The request: Leave out the pictures and transcribe everything else exactly.

Material shown:
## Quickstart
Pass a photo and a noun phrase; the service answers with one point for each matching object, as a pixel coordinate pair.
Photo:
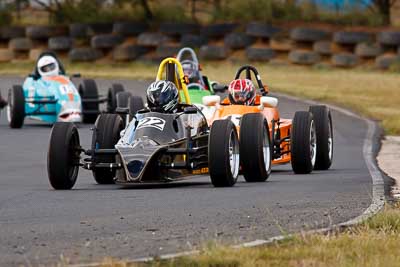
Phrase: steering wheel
(249, 71)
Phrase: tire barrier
(12, 32)
(152, 39)
(302, 57)
(6, 55)
(44, 32)
(128, 52)
(257, 41)
(260, 54)
(129, 28)
(352, 37)
(34, 53)
(20, 44)
(178, 29)
(105, 41)
(323, 48)
(345, 60)
(167, 50)
(193, 40)
(281, 44)
(213, 52)
(367, 50)
(308, 35)
(62, 43)
(218, 30)
(385, 61)
(389, 38)
(261, 30)
(78, 30)
(238, 40)
(100, 28)
(84, 54)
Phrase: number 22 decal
(151, 122)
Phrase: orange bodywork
(271, 114)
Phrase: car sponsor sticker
(154, 122)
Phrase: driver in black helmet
(3, 102)
(163, 96)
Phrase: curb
(378, 192)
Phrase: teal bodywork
(52, 99)
(200, 86)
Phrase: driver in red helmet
(242, 92)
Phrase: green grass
(374, 94)
(376, 242)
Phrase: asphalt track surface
(39, 225)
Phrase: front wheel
(323, 126)
(223, 154)
(16, 107)
(90, 104)
(303, 142)
(63, 155)
(108, 128)
(255, 147)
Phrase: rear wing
(170, 69)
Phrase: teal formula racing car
(198, 84)
(49, 95)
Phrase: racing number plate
(200, 171)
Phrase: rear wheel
(223, 154)
(112, 96)
(108, 127)
(255, 147)
(90, 96)
(136, 104)
(16, 107)
(63, 155)
(303, 143)
(323, 125)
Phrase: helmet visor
(160, 98)
(49, 67)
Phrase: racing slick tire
(255, 148)
(63, 156)
(223, 154)
(112, 96)
(108, 127)
(16, 107)
(90, 105)
(303, 142)
(323, 125)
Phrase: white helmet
(48, 66)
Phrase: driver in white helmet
(48, 66)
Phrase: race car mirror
(269, 102)
(211, 100)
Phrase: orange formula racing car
(306, 141)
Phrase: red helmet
(242, 91)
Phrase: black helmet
(162, 96)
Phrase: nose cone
(70, 112)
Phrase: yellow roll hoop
(180, 82)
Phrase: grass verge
(376, 242)
(371, 93)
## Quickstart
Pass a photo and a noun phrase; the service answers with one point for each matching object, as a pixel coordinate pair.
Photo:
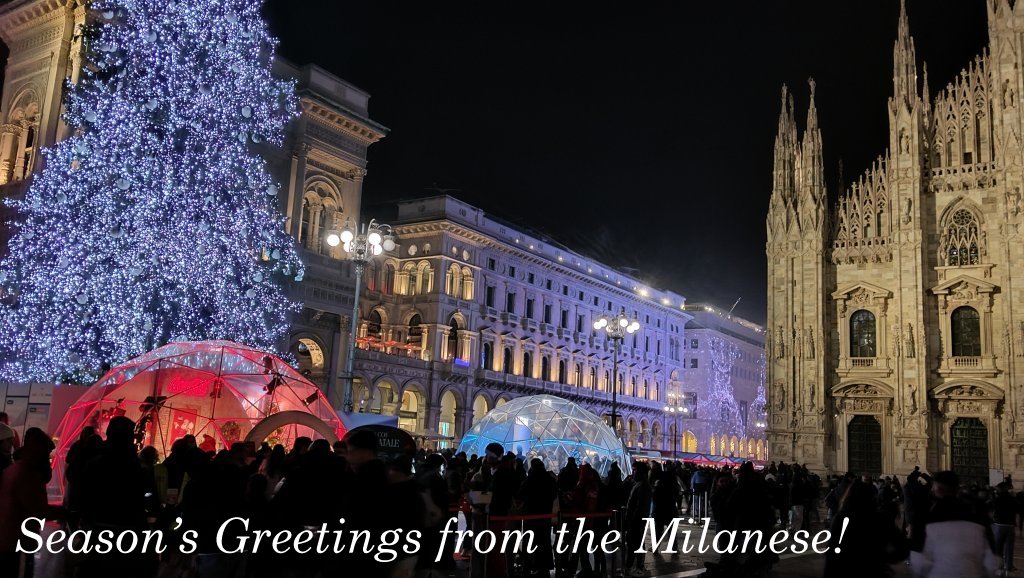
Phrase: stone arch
(408, 281)
(689, 442)
(632, 430)
(412, 400)
(309, 353)
(450, 406)
(481, 405)
(458, 319)
(467, 284)
(424, 278)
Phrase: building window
(486, 359)
(862, 334)
(966, 326)
(963, 245)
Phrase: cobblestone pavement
(790, 566)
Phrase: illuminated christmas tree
(719, 408)
(157, 219)
(758, 419)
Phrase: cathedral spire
(785, 151)
(904, 63)
(811, 159)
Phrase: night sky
(638, 133)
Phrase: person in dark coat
(23, 494)
(637, 509)
(114, 498)
(538, 495)
(430, 482)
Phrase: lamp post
(361, 245)
(675, 409)
(616, 328)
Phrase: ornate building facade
(469, 312)
(745, 377)
(321, 166)
(895, 328)
(466, 314)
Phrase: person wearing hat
(5, 419)
(6, 447)
(24, 495)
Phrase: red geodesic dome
(218, 389)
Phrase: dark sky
(640, 133)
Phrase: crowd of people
(940, 527)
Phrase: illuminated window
(862, 334)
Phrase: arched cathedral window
(966, 329)
(862, 334)
(962, 243)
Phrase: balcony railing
(967, 362)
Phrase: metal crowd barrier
(486, 568)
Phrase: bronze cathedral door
(969, 442)
(864, 443)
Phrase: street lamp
(676, 409)
(616, 328)
(360, 246)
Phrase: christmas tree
(157, 219)
(719, 408)
(759, 409)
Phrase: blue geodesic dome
(551, 428)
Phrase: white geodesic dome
(551, 428)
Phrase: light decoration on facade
(719, 408)
(157, 219)
(360, 246)
(759, 409)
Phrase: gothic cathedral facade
(896, 316)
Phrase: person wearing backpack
(433, 491)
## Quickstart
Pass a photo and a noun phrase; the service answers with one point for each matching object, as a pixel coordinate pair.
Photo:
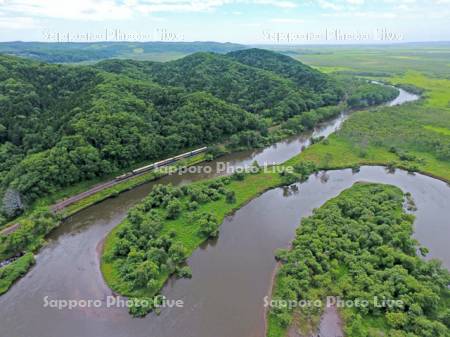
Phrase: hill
(65, 52)
(60, 125)
(264, 89)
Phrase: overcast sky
(243, 21)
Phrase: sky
(240, 21)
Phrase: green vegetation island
(66, 128)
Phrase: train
(161, 163)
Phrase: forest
(358, 246)
(72, 52)
(60, 125)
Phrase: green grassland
(431, 59)
(415, 136)
(10, 273)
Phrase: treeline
(261, 87)
(63, 52)
(359, 246)
(60, 125)
(362, 94)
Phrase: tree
(173, 209)
(230, 197)
(12, 203)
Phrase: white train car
(161, 163)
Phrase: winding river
(231, 276)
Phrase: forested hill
(265, 89)
(301, 74)
(60, 125)
(65, 52)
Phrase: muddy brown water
(231, 276)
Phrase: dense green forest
(65, 52)
(358, 246)
(60, 125)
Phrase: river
(231, 276)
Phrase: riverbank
(186, 227)
(111, 274)
(312, 272)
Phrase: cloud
(281, 4)
(18, 23)
(329, 5)
(80, 9)
(286, 20)
(100, 10)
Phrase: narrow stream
(230, 276)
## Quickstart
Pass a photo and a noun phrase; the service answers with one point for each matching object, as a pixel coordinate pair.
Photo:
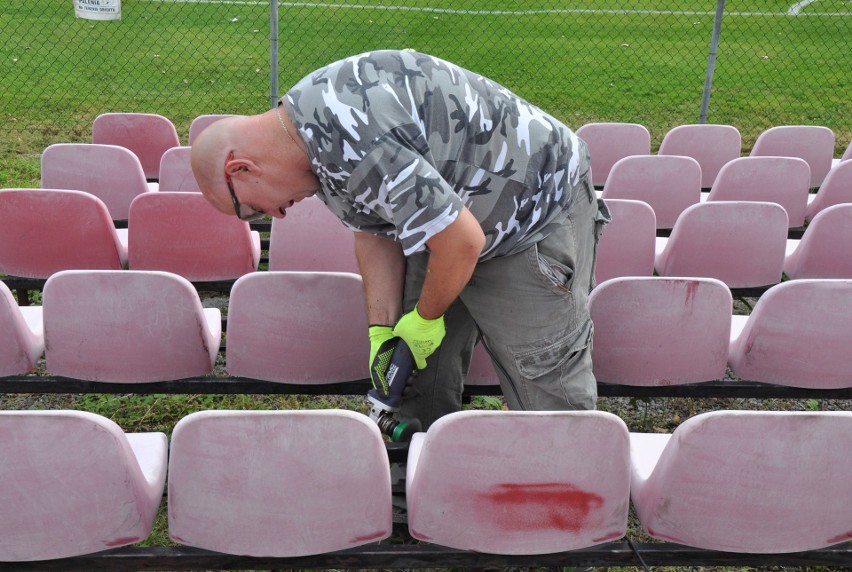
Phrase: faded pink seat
(73, 483)
(746, 481)
(110, 172)
(825, 249)
(669, 183)
(21, 334)
(655, 331)
(147, 135)
(711, 145)
(799, 334)
(127, 326)
(609, 142)
(278, 483)
(182, 233)
(782, 180)
(311, 238)
(43, 231)
(835, 189)
(740, 243)
(627, 244)
(176, 172)
(200, 122)
(813, 143)
(298, 327)
(519, 482)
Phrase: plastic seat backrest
(127, 326)
(298, 327)
(799, 334)
(278, 483)
(182, 233)
(43, 231)
(711, 145)
(147, 135)
(73, 483)
(669, 183)
(609, 142)
(110, 172)
(513, 482)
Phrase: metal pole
(273, 53)
(711, 60)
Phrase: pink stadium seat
(43, 231)
(73, 483)
(147, 135)
(21, 334)
(278, 483)
(609, 142)
(825, 249)
(298, 327)
(626, 246)
(740, 243)
(176, 172)
(519, 482)
(835, 189)
(782, 180)
(654, 331)
(199, 123)
(746, 481)
(799, 334)
(111, 173)
(311, 238)
(813, 143)
(127, 326)
(711, 145)
(182, 233)
(669, 183)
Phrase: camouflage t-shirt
(401, 141)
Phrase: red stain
(122, 541)
(540, 506)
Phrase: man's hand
(422, 336)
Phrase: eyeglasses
(243, 212)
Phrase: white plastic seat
(73, 483)
(278, 483)
(519, 482)
(43, 231)
(21, 334)
(655, 331)
(609, 142)
(110, 172)
(799, 334)
(782, 180)
(311, 238)
(147, 135)
(740, 243)
(746, 481)
(298, 327)
(182, 233)
(626, 247)
(669, 184)
(813, 143)
(127, 326)
(711, 145)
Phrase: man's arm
(382, 266)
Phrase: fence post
(273, 53)
(711, 60)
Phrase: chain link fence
(593, 60)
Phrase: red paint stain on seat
(562, 506)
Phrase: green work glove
(382, 344)
(422, 336)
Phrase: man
(473, 213)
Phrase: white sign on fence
(98, 9)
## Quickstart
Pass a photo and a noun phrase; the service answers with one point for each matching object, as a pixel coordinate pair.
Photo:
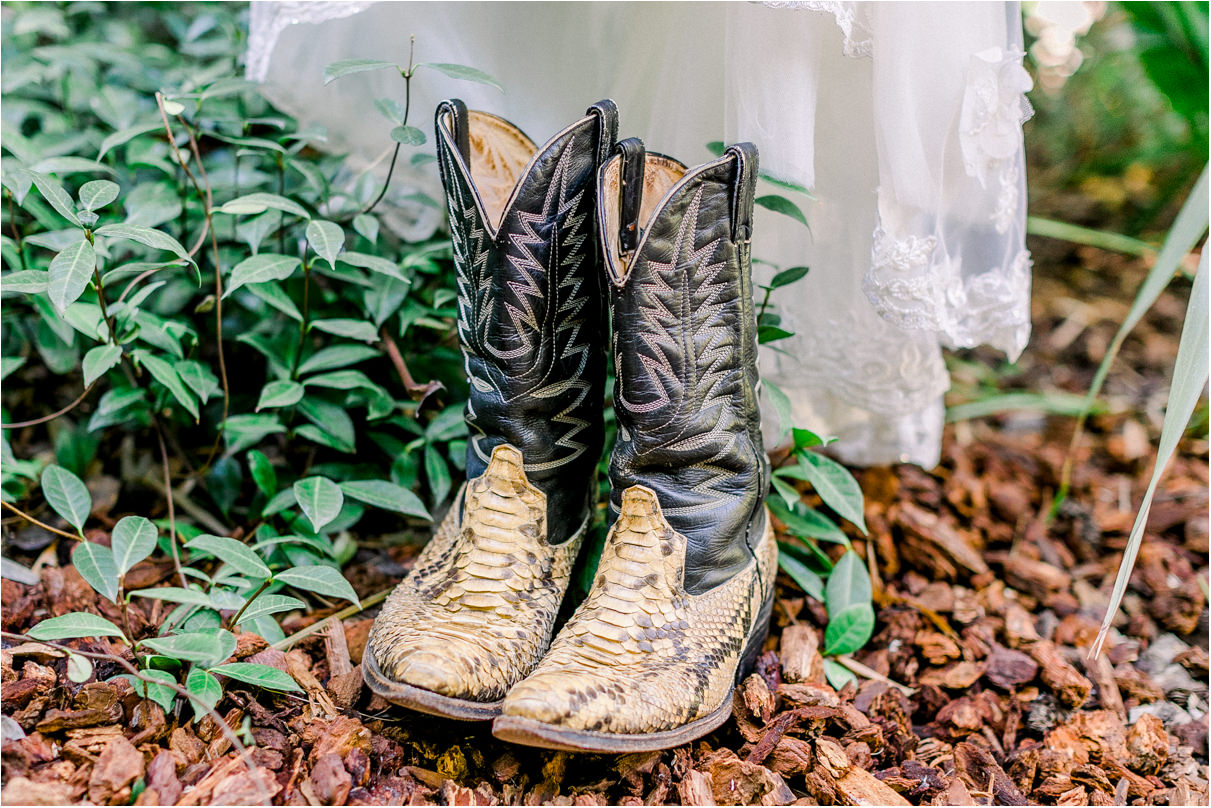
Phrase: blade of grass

Answer for this exercise:
## Quickstart
Pass a photo and a noun phrase; the service answers with one point for each matching object, as a pixel coordinate pair.
Photo:
Phrase: steering wheel
(249, 71)
Phrase: tire barrier
(12, 32)
(152, 39)
(302, 57)
(6, 55)
(44, 32)
(128, 52)
(257, 41)
(260, 54)
(129, 28)
(352, 37)
(34, 53)
(20, 44)
(178, 29)
(105, 41)
(323, 48)
(345, 60)
(167, 50)
(193, 40)
(281, 44)
(213, 52)
(367, 50)
(308, 35)
(62, 43)
(218, 30)
(385, 61)
(389, 38)
(261, 30)
(78, 30)
(238, 40)
(100, 28)
(84, 54)
Phrase: number 22 decal
(151, 122)
Phrase: orange bodywork
(271, 114)
Phrase: car sponsor sticker
(154, 122)
Phrase: driver in black helmet
(3, 102)
(163, 96)
Phrase: curb
(378, 192)
Phrase: teal bodywork
(52, 99)
(200, 86)
Phrase: driver in red helmet
(242, 92)
Phrase: green grass
(374, 94)
(376, 242)
Phrase: asphalt track surface
(39, 225)
Phrase: front wheel
(323, 126)
(223, 154)
(16, 107)
(90, 104)
(303, 142)
(63, 155)
(108, 128)
(255, 147)
Phrase: rear wing
(170, 69)
Phrase: teal formula racing car
(198, 84)
(49, 95)
Phrase: racing number plate
(200, 171)
Phrase: rear wheel
(223, 154)
(112, 96)
(108, 127)
(255, 147)
(90, 96)
(136, 104)
(16, 107)
(63, 155)
(303, 143)
(323, 125)
Phrase: helmet visor
(160, 98)
(49, 67)
Phrase: racing slick tire
(255, 148)
(63, 156)
(223, 154)
(112, 96)
(108, 127)
(16, 107)
(90, 105)
(303, 142)
(323, 125)
Phrase: white helmet
(48, 66)
Phrase: driver in white helmet
(48, 66)
Phrase: race car mirror
(269, 102)
(211, 100)
Phrase: orange formula racing car
(306, 141)
Phrase: red helmet
(242, 91)
Phrase: black helmet
(162, 96)
Phrase: nose cone
(70, 112)
Phrase: yellow roll hoop
(180, 82)
Phrase: grass verge
(376, 242)
(371, 93)
## Quickstart
Pass a photo and a noun phrase; the service answers with one point for each matching object, as a pixel coordinate pair.
Photo:
Phrase: stone arch
(408, 281)
(689, 442)
(632, 430)
(412, 400)
(309, 353)
(450, 406)
(481, 405)
(458, 319)
(467, 284)
(424, 278)
Phrase: building window
(486, 359)
(862, 334)
(966, 326)
(963, 245)
Phrase: cobblestone pavement
(790, 566)
Phrase: illuminated christmas tree
(719, 408)
(157, 219)
(758, 419)
Phrase: cathedral spire
(785, 151)
(904, 63)
(811, 159)
Phrase: night sky
(638, 133)
Phrase: person in dark coat
(23, 494)
(637, 509)
(114, 498)
(538, 495)
(430, 482)
Phrase: lamp post
(361, 245)
(675, 409)
(616, 328)
Phrase: ornate building facade
(469, 312)
(745, 377)
(321, 166)
(895, 328)
(466, 314)
Phrase: person wearing hat
(5, 419)
(6, 447)
(24, 495)
Phrase: red geodesic dome
(218, 389)
Phrase: dark sky
(640, 133)
Phrase: crowd of people
(940, 527)
Phrase: illuminated window
(862, 334)
Phrase: arched cathedral window
(966, 329)
(862, 334)
(962, 243)
Phrase: balcony railing
(967, 362)
Phrase: metal crowd barrier
(486, 568)
Phrase: bronze cathedral door
(969, 442)
(864, 443)
Phrase: street lamp
(676, 409)
(616, 328)
(360, 246)
Phrase: christmas tree
(157, 219)
(719, 408)
(759, 409)
Phrase: blue geodesic dome
(551, 428)
Phrase: white geodesic dome
(551, 428)
Phrase: light decoration on facade
(719, 408)
(157, 219)
(360, 246)
(759, 409)
Phrase: gothic cathedral facade
(896, 316)
Phrase: person wearing backpack
(433, 491)
## Quickstart
Pass a photo and a noun phrase; the service answers with one point for each matching object, as a pixel coordinate pair.
Photo:
Phrase: hill
(65, 52)
(60, 125)
(264, 89)
Phrase: overcast sky
(243, 21)
Phrase: sky
(240, 21)
Phrase: green vegetation island
(66, 128)
Phrase: train
(161, 163)
Phrase: forest
(358, 246)
(72, 52)
(60, 125)
Phrase: green grassland
(431, 59)
(415, 136)
(10, 273)
Phrase: treeline
(261, 87)
(63, 52)
(359, 246)
(60, 125)
(362, 94)
Phrase: tree
(173, 209)
(230, 197)
(12, 203)
Phrase: white train car
(161, 163)
Phrase: winding river
(231, 276)
Phrase: forested hill
(265, 89)
(301, 74)
(60, 125)
(65, 52)
Phrase: muddy brown water
(231, 276)
Phrase: dense green forest
(65, 52)
(358, 246)
(60, 125)
Phrase: river
(231, 276)
Phrase: riverbank
(186, 227)
(111, 274)
(312, 272)
Phrase: cloud
(281, 4)
(18, 23)
(329, 5)
(80, 9)
(286, 20)
(100, 10)
Phrase: narrow stream
(230, 276)
## Quickstart
Pass a photo and a noun phrase; the service answers with one point for each matching object, as a pixel coordinate pair.
Photo:
Phrase: faded pink seat
(73, 483)
(746, 481)
(110, 172)
(825, 249)
(669, 183)
(21, 334)
(655, 331)
(147, 135)
(711, 145)
(799, 334)
(127, 326)
(609, 142)
(278, 483)
(182, 233)
(782, 180)
(311, 238)
(43, 231)
(835, 189)
(740, 243)
(627, 244)
(176, 172)
(200, 122)
(813, 143)
(298, 327)
(519, 482)
Phrase: plastic seat backrest
(127, 326)
(298, 327)
(799, 334)
(278, 483)
(182, 233)
(43, 231)
(711, 145)
(147, 135)
(73, 483)
(669, 183)
(609, 142)
(110, 172)
(513, 482)
Phrase: metal pole
(273, 53)
(711, 60)
Phrase: pink stadium seat
(43, 231)
(73, 483)
(147, 135)
(21, 334)
(278, 483)
(609, 142)
(825, 249)
(298, 327)
(626, 246)
(740, 243)
(176, 172)
(519, 482)
(835, 189)
(782, 180)
(654, 331)
(199, 123)
(746, 481)
(799, 334)
(111, 173)
(311, 238)
(813, 143)
(127, 326)
(711, 145)
(182, 233)
(669, 183)
Phrase: camouflage t-shirt
(401, 141)
Phrase: red stain
(122, 541)
(540, 506)
Phrase: man's hand
(422, 336)
Phrase: eyeglasses
(243, 212)
Phrase: white plastic seat
(73, 483)
(278, 483)
(519, 482)
(43, 231)
(21, 334)
(655, 331)
(609, 142)
(110, 172)
(799, 334)
(782, 180)
(311, 238)
(147, 135)
(740, 243)
(746, 481)
(298, 327)
(182, 233)
(626, 247)
(669, 184)
(813, 143)
(127, 326)
(711, 145)
Phrase: man's arm
(382, 266)
Phrase: fence post
(273, 53)
(711, 60)
Phrase: chain link fence
(593, 60)
Phrase: red paint stain on seat
(562, 506)
Phrase: green work glove
(382, 344)
(422, 336)
Phrase: man
(473, 213)
Phrase: white sign on fence
(98, 9)
## Quickstart
Pass a photo and a noun phrase; the service answers with one point for each matching object, as a pixel coordinate pair.
Photo:
Phrase: blade of grass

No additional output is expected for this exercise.